[WHAT YOU WILL DO]
Within the records below, reproduce without change the lines from the line that has "Each instance of the red tulip" through the line that has "Each instance of the firefighter", and only those.
*** AVAILABLE DATA ***
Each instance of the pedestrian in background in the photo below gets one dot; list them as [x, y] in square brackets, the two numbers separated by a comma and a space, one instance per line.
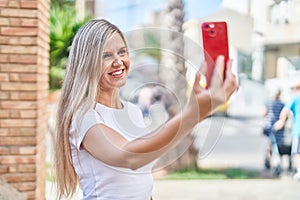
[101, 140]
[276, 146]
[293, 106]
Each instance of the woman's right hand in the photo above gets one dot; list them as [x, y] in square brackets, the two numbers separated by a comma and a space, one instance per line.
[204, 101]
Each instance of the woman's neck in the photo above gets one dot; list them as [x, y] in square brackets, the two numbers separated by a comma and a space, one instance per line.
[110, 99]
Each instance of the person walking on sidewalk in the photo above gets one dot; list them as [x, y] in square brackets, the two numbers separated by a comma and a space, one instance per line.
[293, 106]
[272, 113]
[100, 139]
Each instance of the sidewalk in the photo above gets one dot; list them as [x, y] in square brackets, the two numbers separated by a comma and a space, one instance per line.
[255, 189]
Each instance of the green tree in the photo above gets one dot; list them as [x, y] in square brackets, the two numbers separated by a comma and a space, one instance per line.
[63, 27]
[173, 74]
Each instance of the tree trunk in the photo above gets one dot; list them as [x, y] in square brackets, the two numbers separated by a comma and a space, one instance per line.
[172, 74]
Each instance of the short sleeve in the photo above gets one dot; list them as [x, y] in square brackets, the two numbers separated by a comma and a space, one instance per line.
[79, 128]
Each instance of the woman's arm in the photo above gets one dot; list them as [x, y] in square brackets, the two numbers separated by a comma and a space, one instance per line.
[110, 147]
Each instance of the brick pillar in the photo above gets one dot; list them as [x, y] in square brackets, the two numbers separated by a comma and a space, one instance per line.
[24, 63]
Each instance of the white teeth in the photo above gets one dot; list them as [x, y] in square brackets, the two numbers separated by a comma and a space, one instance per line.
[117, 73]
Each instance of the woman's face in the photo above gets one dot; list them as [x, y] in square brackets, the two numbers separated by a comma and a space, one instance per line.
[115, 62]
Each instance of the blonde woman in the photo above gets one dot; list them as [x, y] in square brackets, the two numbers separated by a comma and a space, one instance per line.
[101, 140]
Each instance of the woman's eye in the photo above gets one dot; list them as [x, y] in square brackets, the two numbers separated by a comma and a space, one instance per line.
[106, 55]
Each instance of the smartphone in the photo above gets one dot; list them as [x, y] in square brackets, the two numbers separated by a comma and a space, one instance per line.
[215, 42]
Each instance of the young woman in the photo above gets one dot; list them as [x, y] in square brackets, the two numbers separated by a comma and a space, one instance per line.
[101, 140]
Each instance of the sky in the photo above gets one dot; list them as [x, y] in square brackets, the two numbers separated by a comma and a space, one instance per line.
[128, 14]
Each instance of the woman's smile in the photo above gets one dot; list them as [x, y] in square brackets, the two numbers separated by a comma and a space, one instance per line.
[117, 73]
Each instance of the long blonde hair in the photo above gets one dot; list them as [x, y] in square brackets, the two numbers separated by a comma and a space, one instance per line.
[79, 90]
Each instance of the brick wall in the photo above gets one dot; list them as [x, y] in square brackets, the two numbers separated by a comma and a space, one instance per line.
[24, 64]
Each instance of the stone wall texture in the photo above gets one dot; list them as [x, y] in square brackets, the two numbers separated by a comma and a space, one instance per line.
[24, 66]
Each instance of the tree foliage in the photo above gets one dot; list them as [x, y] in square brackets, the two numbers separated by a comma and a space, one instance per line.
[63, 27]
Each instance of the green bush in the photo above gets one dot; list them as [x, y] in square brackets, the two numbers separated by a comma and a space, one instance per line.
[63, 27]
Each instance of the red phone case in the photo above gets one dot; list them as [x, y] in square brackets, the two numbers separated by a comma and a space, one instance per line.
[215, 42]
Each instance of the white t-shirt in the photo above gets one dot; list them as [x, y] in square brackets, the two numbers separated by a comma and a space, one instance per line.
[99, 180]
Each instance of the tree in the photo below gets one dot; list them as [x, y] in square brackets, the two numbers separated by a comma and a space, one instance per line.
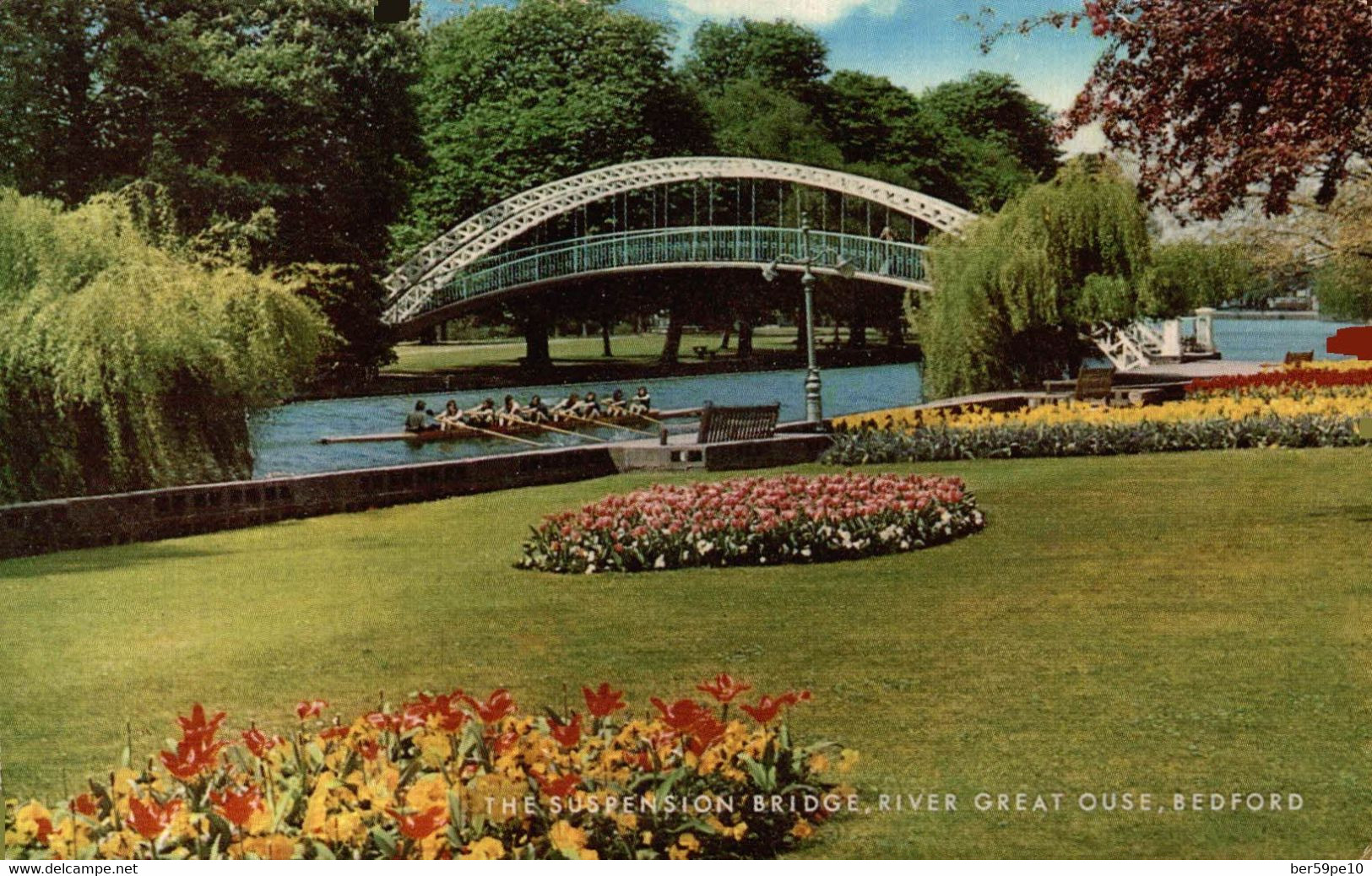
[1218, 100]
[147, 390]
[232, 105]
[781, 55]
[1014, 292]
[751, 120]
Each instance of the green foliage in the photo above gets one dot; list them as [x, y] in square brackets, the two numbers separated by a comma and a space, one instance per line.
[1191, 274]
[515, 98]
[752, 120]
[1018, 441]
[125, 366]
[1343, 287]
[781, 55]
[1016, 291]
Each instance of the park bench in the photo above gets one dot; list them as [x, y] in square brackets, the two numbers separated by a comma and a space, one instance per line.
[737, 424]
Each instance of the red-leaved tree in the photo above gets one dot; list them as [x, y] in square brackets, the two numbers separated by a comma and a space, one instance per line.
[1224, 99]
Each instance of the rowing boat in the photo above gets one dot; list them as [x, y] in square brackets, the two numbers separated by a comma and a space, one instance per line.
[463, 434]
*** End of AVAILABLE DATA ***
*** AVAILABLE DATA ***
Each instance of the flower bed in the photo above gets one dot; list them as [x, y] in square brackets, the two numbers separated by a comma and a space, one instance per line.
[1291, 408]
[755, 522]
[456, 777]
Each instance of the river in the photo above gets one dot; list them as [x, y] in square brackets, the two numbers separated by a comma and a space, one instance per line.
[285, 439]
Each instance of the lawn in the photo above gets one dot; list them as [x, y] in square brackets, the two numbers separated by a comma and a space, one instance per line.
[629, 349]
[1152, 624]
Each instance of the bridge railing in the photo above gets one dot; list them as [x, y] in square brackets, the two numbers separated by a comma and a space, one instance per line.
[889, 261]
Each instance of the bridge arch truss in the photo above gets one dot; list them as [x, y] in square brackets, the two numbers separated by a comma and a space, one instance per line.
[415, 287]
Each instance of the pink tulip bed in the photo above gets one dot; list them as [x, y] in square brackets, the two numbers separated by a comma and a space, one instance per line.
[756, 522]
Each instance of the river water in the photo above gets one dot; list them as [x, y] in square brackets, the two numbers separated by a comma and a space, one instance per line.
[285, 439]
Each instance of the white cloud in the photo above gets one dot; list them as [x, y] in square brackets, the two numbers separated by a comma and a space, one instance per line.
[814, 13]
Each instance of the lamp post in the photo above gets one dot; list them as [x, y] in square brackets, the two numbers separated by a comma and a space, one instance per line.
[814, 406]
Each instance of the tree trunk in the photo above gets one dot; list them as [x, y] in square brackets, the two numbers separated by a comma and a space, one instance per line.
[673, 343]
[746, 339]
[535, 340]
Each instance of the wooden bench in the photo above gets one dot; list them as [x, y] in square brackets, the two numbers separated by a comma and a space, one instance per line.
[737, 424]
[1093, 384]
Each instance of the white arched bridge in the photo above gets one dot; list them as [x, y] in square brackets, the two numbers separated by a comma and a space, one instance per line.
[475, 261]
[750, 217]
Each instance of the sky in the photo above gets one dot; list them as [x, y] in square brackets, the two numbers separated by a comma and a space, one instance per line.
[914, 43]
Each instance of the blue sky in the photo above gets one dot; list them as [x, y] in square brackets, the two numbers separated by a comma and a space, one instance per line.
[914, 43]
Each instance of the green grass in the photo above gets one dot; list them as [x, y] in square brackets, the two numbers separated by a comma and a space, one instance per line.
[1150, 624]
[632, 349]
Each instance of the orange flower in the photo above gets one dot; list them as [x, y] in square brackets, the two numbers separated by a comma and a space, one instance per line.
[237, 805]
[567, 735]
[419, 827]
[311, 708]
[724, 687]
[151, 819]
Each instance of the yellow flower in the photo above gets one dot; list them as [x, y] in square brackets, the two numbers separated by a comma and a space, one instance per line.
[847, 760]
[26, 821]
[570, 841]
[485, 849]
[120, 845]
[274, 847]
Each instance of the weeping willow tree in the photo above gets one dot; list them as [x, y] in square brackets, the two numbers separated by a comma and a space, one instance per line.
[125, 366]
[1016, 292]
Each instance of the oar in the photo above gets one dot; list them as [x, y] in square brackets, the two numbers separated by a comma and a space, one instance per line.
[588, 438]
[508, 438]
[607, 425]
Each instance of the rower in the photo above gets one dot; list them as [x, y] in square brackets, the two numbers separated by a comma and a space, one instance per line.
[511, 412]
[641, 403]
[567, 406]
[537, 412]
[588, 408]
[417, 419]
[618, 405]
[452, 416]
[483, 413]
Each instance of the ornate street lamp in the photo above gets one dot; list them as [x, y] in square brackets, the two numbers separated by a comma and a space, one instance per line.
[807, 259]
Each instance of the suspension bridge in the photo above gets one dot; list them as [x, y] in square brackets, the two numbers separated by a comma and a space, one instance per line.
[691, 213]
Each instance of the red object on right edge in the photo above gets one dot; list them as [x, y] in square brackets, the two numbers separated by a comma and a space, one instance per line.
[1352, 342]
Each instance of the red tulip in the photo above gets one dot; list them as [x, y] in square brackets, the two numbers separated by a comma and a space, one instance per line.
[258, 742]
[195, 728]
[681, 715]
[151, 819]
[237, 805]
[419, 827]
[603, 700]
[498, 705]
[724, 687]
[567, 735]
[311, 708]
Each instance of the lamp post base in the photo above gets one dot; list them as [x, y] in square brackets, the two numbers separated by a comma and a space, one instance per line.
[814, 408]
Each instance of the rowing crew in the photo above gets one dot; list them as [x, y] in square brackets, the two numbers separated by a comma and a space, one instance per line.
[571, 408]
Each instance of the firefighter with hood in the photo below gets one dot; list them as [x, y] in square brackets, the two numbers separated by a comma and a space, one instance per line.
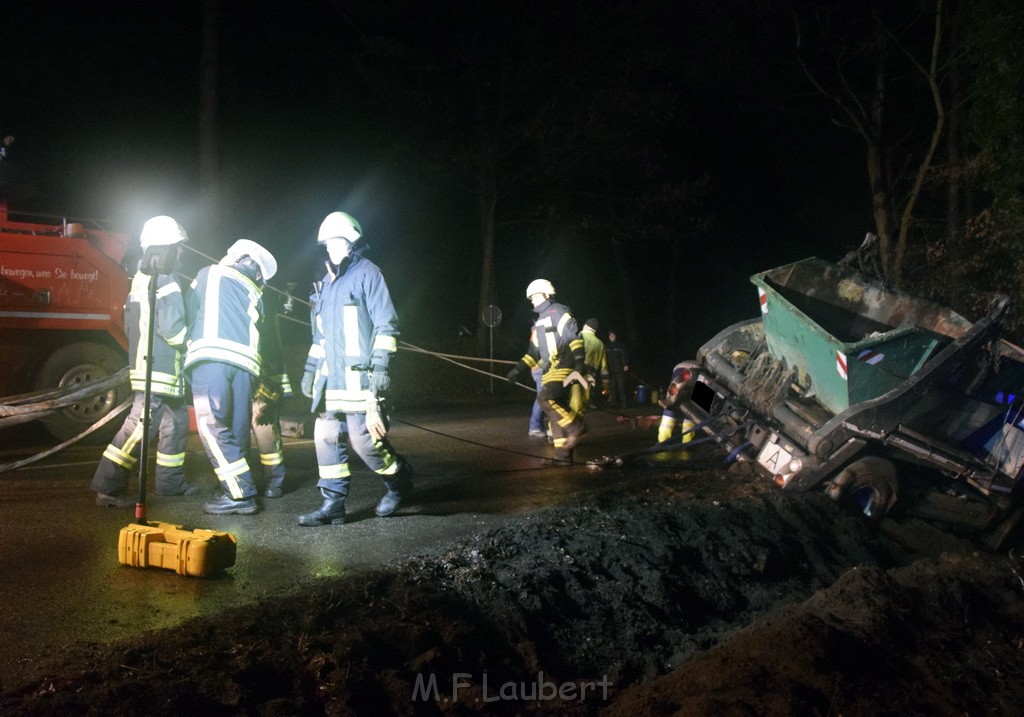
*** End of AVAILABLE DATA ***
[RESPONSE]
Each instance of the red tulip in the photo above gets one dot; list them as [x, y] in square brackets, the two numbers separated by a comma and a space, one instance per line.
[258, 742]
[195, 728]
[681, 715]
[151, 819]
[237, 805]
[419, 827]
[603, 700]
[498, 705]
[724, 687]
[567, 735]
[311, 708]
Each instance of the lamp post base in the photo above gets one dot; list them as [x, y] in square brackets, the two numbers separated by a comma and a space, one instance per line.
[814, 408]
Each instance of the rowing crew in the photo above gets one dot; list them as [x, y] in square brackets, the two numbers separated by a comma and a space, one instance per line.
[571, 408]
Each instance of the firefighter with hood in the photo below gets one dot; list them as [x, y] in square brackets, the two numbers separated by a comma and a space, one instance per line.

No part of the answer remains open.